Page extract =>
++++++
- Occupation: Screenwriter
- Years active: 2022–present

= Aamil Keeyan Khan =

Indian Screenwriter and filmmaker

Aamil Keeyan Khan is an Indian screenwriter and actor who works in Hindi films. He has written the screenplay for films such as Runway 34 (2022), Drishyam 2 (2022) which earned him the IIFA Award for Best Story (Adapted), Bholaa (2023), Shaitaan (2024) Sky Force (2025).'

== Career ==
Khan made his screenwriting and acting debut with Runway 34 in 2022 marking his first collaboration with Ajay Devgn as a star and director. He followed it up with the 2022 film Drishyam 2, which opened to positive reviews, grossing ₹100 crore (US$13 million) worldwide in four days and entering the 100 Crore Club in India within six days of release. Earning ₹345 crore (US$43 million) worldwide, Drishyam 2 emerged as a major financial success, becoming the highest-grossing Hindi film of 2022 and the 24th highest-grossing Hindi film of all time.
++++++
Data supplied =>
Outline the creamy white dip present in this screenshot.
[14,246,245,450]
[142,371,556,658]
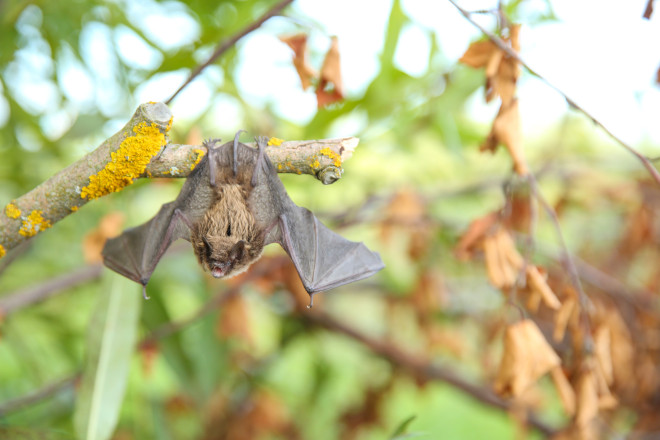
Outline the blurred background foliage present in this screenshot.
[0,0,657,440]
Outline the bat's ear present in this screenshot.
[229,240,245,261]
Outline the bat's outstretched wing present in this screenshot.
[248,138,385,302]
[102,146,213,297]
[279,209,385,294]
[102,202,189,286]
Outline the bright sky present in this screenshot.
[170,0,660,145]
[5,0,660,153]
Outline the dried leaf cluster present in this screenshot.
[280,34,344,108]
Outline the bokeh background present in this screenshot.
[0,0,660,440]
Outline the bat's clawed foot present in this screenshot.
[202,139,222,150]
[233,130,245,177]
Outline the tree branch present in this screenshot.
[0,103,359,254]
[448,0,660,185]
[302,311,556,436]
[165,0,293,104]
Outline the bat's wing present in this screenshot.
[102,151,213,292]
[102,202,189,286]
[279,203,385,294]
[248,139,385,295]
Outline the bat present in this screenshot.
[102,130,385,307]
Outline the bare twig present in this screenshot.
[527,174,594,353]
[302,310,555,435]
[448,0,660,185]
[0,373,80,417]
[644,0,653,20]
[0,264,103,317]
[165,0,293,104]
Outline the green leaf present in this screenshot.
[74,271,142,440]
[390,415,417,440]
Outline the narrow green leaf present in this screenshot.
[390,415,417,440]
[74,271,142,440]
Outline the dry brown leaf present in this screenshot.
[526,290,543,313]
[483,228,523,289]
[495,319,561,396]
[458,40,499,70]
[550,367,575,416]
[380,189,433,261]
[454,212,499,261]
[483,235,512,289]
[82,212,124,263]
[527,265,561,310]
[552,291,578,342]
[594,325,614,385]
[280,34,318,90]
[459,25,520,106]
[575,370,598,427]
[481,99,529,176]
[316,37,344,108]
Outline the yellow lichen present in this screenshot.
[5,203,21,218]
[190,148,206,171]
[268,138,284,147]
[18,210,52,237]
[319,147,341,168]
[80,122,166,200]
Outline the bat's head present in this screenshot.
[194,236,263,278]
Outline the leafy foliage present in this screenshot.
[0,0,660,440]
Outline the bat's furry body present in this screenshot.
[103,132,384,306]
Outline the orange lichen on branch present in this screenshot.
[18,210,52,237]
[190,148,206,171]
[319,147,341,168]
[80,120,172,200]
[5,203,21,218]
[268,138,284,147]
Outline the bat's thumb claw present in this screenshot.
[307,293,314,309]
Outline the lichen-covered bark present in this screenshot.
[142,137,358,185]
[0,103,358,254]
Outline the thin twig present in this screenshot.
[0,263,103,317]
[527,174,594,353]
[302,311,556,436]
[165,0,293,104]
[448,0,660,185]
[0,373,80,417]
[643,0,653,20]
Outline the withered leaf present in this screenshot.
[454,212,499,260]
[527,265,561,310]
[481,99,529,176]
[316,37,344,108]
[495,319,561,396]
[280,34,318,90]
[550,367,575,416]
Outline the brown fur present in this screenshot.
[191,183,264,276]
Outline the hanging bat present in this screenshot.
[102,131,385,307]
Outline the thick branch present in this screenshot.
++++++
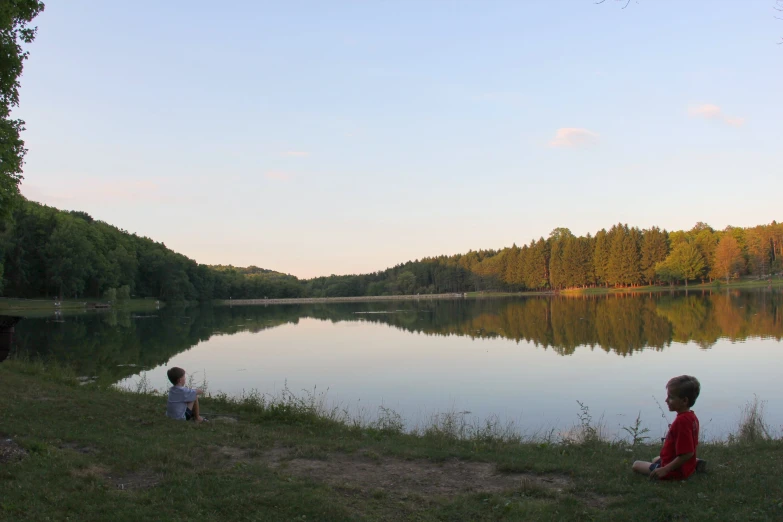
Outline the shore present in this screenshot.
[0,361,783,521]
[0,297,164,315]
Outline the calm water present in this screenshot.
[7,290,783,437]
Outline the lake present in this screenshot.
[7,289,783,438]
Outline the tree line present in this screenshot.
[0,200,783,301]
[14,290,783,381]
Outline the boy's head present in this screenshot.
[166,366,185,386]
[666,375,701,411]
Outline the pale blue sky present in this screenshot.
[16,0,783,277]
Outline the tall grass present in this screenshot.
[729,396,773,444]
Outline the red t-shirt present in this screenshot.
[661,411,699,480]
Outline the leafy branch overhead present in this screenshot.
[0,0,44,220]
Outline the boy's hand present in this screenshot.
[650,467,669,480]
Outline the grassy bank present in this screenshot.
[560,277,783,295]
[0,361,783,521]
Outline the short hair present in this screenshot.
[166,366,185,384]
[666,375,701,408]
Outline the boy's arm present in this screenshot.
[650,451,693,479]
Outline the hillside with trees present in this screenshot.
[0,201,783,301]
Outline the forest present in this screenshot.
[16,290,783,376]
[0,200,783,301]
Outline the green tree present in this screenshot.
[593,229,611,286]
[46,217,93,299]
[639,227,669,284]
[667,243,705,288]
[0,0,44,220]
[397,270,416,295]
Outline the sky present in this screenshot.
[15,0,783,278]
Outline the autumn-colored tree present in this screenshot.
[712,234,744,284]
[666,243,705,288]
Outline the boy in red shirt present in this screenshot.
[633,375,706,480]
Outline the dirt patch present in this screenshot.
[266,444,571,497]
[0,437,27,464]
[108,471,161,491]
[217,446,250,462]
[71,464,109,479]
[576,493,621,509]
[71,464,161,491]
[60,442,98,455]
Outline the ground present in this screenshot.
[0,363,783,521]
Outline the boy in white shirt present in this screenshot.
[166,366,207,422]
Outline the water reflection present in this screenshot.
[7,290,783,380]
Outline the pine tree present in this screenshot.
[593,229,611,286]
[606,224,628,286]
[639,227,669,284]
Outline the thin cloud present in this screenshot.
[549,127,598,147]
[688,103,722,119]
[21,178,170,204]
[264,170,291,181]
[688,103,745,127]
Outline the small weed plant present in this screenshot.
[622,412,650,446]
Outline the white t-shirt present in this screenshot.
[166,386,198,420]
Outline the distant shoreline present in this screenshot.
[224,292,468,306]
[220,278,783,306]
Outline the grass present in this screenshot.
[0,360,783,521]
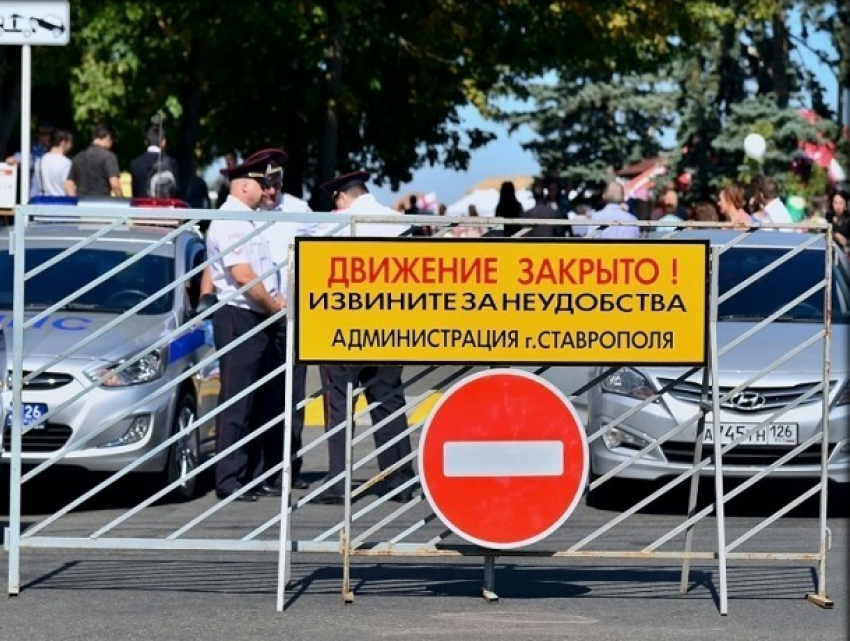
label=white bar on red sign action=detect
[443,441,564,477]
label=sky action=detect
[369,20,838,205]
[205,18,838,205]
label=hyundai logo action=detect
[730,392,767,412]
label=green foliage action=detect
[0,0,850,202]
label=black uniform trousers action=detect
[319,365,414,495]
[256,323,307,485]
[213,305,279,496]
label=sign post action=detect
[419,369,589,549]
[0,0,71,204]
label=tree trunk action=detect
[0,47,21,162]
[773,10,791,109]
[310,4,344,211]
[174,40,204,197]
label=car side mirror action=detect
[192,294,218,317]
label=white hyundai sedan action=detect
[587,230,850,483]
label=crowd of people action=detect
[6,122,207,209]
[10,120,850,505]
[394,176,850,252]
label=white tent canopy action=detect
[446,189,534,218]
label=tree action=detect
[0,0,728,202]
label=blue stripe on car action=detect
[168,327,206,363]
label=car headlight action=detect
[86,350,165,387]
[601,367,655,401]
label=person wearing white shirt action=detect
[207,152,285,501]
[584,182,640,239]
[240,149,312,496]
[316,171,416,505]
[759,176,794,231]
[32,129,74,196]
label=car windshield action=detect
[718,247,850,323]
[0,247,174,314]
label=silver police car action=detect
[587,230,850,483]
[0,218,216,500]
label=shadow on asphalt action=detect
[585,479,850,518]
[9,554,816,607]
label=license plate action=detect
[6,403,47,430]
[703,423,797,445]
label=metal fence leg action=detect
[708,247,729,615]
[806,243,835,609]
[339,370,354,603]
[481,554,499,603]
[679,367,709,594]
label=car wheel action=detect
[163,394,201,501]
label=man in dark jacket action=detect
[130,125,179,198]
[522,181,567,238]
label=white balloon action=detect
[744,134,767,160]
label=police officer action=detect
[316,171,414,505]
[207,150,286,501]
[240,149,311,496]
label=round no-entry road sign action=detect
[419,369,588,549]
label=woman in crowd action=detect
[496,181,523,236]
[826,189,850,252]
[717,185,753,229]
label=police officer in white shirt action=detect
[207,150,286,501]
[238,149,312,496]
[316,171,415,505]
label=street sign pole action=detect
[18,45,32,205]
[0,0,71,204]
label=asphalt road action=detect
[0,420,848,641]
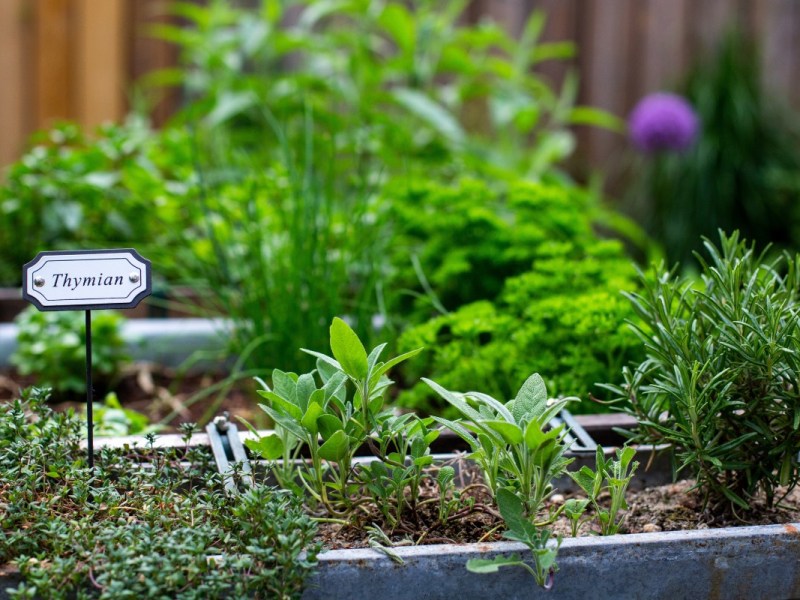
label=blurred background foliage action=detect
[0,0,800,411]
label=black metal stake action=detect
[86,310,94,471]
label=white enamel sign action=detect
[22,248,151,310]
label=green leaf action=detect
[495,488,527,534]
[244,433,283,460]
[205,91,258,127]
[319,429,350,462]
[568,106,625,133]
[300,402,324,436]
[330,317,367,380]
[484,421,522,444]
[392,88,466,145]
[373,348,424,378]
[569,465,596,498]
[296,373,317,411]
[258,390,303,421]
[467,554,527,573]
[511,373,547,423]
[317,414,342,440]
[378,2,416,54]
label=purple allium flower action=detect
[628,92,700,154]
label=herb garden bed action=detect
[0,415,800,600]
++++++
Exercise instructions =>
(1) Translate this sentence from the screenwriter profile into Spanish: "Aamil Keeyan Khan is an Indian screenwriter and actor who works in Hindi films."
(2) Format the entries from the line with "label=car side mirror action=detect" to the line with "[717,185,753,229]" as a JSON list of strings, with one string per line.

Problem solutions =>
(1) Aamil Keeyan Khan es un guionista y actor indio que trabaja en películas en hindi.

(2)
[
  "label=car side mirror action=detect",
  "[192,294,218,317]",
  "label=white hyundai sedan action=detect",
  "[587,230,850,483]",
  "label=crowd of people action=detect",
  "[6,122,207,209]",
  "[10,120,850,505]",
  "[394,176,850,252]",
  "label=white tent canopy action=detect",
  "[446,189,534,218]",
  "label=tree action=detect",
  "[0,0,728,202]",
  "label=blue stripe on car action=detect",
  "[168,327,206,363]",
  "label=car headlight action=detect",
  "[86,350,165,387]",
  "[601,367,655,401]",
  "label=person wearing white shirt action=detect",
  "[207,152,285,501]",
  "[584,182,640,239]",
  "[240,149,312,496]",
  "[316,171,416,505]",
  "[759,176,794,231]",
  "[32,129,74,196]",
  "label=car windshield action=detect",
  "[718,247,850,323]",
  "[0,247,174,314]",
  "label=silver police car action=detect",
  "[587,230,850,483]",
  "[0,218,216,500]",
  "label=shadow on asphalt action=detect",
  "[585,479,850,518]",
  "[9,554,816,607]",
  "label=license plate action=detect",
  "[6,403,47,430]",
  "[703,423,797,445]",
  "label=metal fence leg action=detect",
  "[708,247,729,615]",
  "[806,243,835,609]",
  "[339,370,354,603]",
  "[481,554,499,603]",
  "[679,367,709,594]",
  "label=car wheel action=detect",
  "[163,394,201,501]",
  "label=man in dark jacket action=detect",
  "[130,125,179,198]",
  "[522,181,567,238]",
  "label=white balloon action=detect",
  "[744,134,767,160]",
  "label=police officer action=detect",
  "[316,171,414,505]",
  "[207,150,286,501]",
  "[240,149,311,496]",
  "label=round no-entry road sign action=detect",
  "[419,369,588,549]",
  "label=woman in crowd action=detect",
  "[496,181,523,236]",
  "[826,189,850,252]",
  "[717,185,753,229]"
]